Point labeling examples
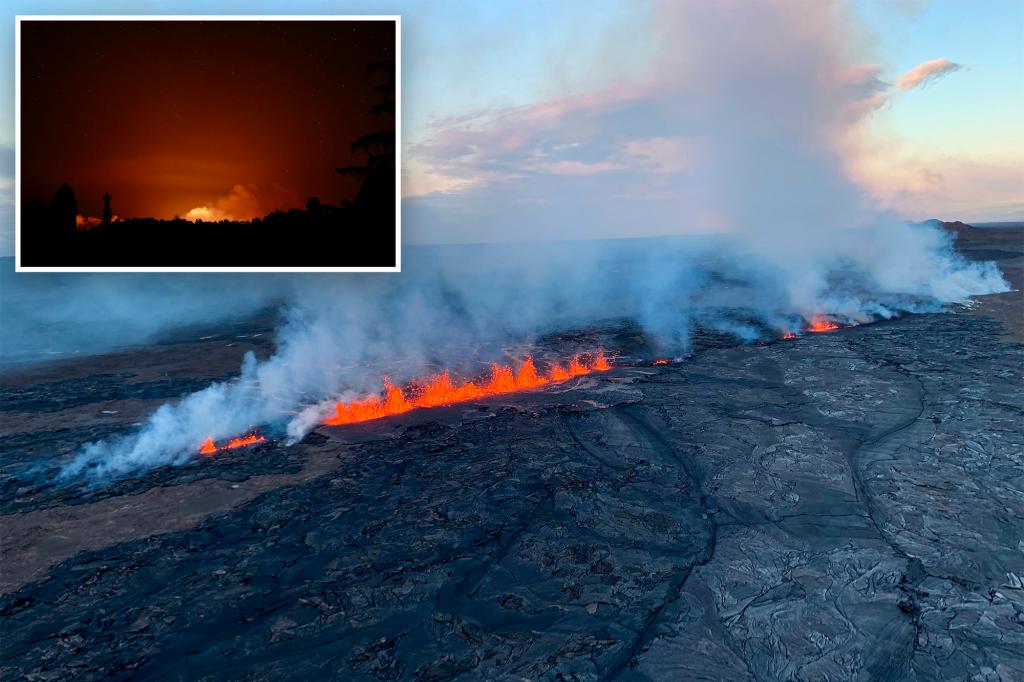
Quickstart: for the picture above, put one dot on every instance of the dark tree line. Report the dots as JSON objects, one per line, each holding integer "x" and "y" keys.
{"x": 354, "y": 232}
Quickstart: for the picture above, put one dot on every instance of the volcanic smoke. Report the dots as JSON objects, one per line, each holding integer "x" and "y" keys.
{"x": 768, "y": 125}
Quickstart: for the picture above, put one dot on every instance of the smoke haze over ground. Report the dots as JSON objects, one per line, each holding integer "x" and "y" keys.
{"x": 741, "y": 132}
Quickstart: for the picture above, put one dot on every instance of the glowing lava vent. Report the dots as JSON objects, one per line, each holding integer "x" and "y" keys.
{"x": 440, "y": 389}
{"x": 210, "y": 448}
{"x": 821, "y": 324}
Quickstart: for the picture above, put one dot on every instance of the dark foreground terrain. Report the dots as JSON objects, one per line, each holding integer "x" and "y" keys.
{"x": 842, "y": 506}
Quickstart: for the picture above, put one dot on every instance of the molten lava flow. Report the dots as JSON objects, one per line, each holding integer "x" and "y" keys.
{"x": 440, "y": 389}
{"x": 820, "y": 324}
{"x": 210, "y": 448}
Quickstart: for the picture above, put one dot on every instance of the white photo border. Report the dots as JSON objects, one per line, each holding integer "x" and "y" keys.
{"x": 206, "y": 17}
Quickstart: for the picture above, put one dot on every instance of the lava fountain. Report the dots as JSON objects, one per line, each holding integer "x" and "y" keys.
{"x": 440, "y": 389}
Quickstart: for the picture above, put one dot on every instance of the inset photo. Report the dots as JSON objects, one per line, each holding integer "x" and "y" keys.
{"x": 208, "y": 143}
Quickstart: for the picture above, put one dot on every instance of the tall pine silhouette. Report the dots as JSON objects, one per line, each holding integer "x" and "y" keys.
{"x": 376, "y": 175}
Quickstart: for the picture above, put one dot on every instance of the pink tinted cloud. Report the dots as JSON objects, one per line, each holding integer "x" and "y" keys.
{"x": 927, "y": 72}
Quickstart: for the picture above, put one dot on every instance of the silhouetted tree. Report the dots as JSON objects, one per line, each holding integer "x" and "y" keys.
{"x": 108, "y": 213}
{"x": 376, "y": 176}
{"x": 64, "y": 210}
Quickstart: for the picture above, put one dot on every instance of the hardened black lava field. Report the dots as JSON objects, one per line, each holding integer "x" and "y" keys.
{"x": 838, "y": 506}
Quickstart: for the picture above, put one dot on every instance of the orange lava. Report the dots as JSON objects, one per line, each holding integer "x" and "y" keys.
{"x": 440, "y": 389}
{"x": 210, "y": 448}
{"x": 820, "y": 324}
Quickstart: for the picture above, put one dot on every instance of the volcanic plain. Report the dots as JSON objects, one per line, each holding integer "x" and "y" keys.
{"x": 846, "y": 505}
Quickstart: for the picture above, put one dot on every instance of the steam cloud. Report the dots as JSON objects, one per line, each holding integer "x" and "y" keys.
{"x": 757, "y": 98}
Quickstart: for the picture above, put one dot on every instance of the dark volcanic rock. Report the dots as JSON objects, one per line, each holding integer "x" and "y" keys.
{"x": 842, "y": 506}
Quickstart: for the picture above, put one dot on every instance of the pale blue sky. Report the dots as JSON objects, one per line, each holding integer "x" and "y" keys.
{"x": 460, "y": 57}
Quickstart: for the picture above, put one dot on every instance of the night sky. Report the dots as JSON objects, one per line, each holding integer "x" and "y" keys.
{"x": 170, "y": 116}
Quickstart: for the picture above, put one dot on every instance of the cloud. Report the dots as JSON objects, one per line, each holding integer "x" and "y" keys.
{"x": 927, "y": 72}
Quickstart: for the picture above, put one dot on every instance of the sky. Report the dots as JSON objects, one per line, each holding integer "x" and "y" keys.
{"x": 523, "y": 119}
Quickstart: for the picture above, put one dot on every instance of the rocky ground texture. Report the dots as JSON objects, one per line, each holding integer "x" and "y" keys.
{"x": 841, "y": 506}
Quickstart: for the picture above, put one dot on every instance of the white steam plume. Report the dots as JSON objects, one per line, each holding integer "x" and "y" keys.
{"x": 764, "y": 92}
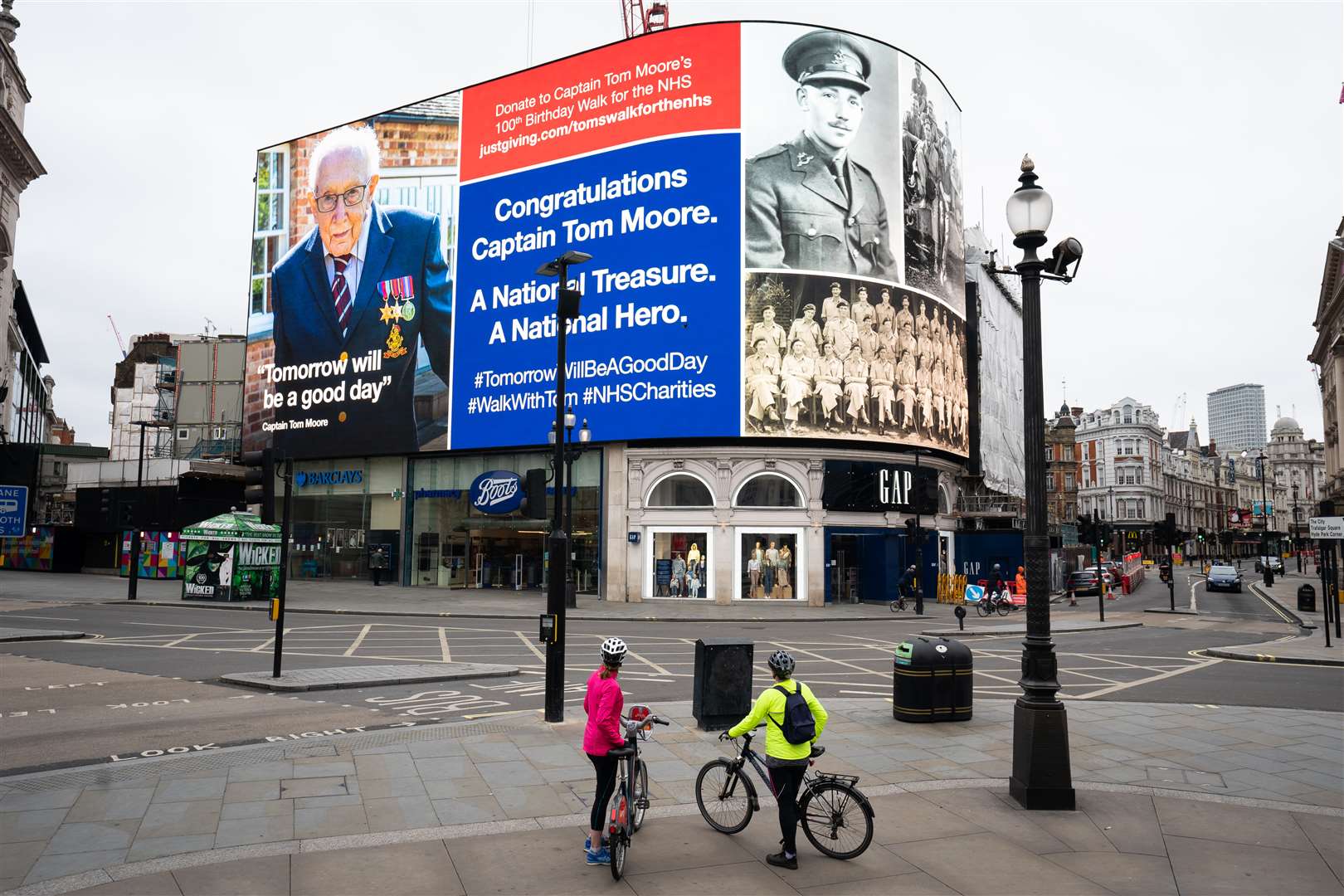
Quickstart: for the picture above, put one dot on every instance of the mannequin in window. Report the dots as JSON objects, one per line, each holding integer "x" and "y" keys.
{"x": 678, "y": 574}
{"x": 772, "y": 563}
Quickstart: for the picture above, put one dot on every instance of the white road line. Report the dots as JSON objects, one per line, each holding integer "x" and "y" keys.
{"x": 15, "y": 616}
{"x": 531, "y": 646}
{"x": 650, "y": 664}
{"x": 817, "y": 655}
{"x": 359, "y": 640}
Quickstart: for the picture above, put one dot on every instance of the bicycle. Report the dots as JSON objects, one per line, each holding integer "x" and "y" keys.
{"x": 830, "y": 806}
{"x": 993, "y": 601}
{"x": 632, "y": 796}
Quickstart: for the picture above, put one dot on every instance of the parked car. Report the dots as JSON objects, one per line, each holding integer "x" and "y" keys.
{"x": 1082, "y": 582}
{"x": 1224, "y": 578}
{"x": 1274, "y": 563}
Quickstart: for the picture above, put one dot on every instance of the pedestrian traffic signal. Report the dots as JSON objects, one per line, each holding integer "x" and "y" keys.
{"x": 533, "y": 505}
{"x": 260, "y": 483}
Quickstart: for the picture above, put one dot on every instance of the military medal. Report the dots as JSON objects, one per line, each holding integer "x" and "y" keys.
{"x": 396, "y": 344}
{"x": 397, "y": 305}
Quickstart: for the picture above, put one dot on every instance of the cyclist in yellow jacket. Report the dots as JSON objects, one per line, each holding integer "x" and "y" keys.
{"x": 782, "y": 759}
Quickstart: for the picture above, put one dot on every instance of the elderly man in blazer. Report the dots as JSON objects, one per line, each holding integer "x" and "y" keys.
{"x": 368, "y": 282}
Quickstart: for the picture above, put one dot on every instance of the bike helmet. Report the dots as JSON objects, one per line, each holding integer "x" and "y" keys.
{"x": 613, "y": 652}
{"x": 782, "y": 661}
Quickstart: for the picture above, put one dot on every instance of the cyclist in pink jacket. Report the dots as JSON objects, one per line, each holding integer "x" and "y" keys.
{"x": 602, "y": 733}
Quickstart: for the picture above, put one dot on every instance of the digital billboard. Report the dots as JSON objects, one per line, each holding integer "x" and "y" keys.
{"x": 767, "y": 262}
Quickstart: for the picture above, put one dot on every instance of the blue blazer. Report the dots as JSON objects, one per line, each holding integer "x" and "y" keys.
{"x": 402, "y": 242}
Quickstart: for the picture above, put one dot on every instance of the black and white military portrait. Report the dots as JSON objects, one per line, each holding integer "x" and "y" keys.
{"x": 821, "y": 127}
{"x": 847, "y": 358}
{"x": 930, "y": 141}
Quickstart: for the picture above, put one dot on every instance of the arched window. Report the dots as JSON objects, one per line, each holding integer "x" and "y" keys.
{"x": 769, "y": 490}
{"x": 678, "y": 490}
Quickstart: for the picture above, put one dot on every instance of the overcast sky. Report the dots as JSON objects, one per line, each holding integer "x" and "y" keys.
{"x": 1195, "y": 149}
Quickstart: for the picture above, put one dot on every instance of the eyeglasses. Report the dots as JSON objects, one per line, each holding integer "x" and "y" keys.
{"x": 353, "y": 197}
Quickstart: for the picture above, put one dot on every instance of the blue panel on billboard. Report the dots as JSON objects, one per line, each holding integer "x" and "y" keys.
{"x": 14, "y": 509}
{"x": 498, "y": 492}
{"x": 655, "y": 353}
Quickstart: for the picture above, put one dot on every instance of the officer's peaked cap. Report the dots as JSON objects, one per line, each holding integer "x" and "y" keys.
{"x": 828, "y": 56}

* To do
Set down, word for word, every line from the line that holds "of the overcast" to the end of the entries above, including both ends.

* Result for this task
Quickstart: for the picture above, put one dot on every instance of the overcast sky. Report the dots as JSON objects, one per line, each holding integer "x" and "y" keys.
{"x": 1195, "y": 149}
Quickstart: for the picture above, put one dot on every instance of the eyeglasses. Report the dots as JSON objects, one per line, each holding integer "x" and "y" keys.
{"x": 353, "y": 197}
Quickstart: for the picture above, put one dot on every instance of the blue panel on billboard. Report the dots as JSON objects, one per line, each holding integer "x" and "y" keys.
{"x": 14, "y": 509}
{"x": 498, "y": 492}
{"x": 655, "y": 353}
Quickstart: for the picture above, put one dot on every instance of the officer's peaked cap. Report the dots as JSON objects, one per line, each holding integer "x" and "y" keys.
{"x": 828, "y": 56}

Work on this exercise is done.